--- BEGIN ---

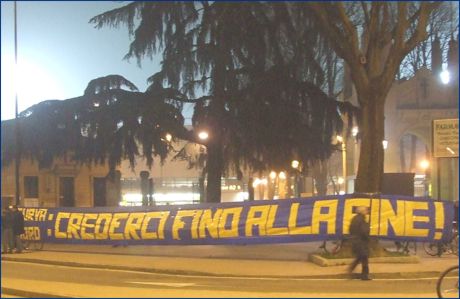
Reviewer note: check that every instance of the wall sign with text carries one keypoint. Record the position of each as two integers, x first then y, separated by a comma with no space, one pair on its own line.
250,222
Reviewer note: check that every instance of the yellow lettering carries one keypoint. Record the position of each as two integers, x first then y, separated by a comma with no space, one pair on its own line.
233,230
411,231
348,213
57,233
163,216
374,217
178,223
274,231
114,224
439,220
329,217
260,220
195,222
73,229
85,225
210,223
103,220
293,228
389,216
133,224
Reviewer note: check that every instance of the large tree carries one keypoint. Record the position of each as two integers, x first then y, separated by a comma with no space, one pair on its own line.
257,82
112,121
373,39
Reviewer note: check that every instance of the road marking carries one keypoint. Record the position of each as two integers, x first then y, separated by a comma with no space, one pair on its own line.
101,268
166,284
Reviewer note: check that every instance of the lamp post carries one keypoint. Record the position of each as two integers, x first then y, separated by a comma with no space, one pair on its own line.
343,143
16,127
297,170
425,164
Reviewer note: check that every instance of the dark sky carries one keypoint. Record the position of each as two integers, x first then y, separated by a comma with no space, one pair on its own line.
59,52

--- END ---
--- BEGIN ---

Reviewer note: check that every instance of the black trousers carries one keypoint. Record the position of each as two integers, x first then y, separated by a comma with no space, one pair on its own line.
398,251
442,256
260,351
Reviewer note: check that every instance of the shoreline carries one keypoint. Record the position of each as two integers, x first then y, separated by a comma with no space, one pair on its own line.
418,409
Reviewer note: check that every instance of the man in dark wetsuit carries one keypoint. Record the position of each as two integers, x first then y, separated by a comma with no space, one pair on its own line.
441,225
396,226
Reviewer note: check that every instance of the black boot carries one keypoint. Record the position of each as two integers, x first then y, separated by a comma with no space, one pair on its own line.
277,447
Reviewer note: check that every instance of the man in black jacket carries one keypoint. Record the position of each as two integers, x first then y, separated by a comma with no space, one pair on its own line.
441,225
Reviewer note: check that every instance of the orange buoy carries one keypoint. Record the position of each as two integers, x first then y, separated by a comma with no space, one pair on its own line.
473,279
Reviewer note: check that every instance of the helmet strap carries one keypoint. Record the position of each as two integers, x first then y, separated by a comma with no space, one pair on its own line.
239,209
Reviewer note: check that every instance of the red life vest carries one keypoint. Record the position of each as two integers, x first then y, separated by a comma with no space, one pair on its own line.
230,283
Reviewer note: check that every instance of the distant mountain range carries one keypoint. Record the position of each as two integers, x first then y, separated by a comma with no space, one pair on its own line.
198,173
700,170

--- END ---
--- BEGIN ---

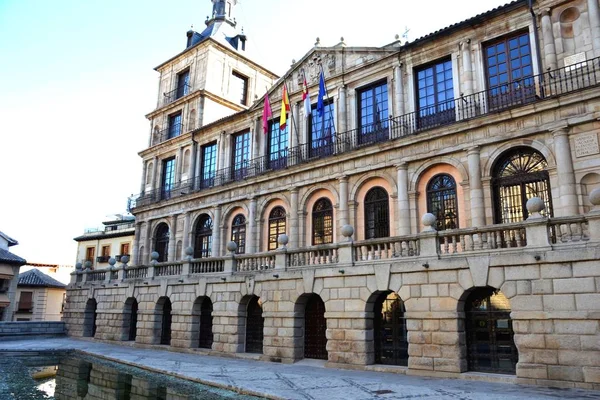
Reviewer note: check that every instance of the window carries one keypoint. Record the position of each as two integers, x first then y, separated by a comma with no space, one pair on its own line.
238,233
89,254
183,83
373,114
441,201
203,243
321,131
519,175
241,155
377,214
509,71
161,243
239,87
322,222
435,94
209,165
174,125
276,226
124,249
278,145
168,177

--- END ---

* **Task objective**:
Tally the lines in the listing above that contain the string "dark". What is the total? Reply with the number alone.

* **Full answer**:
2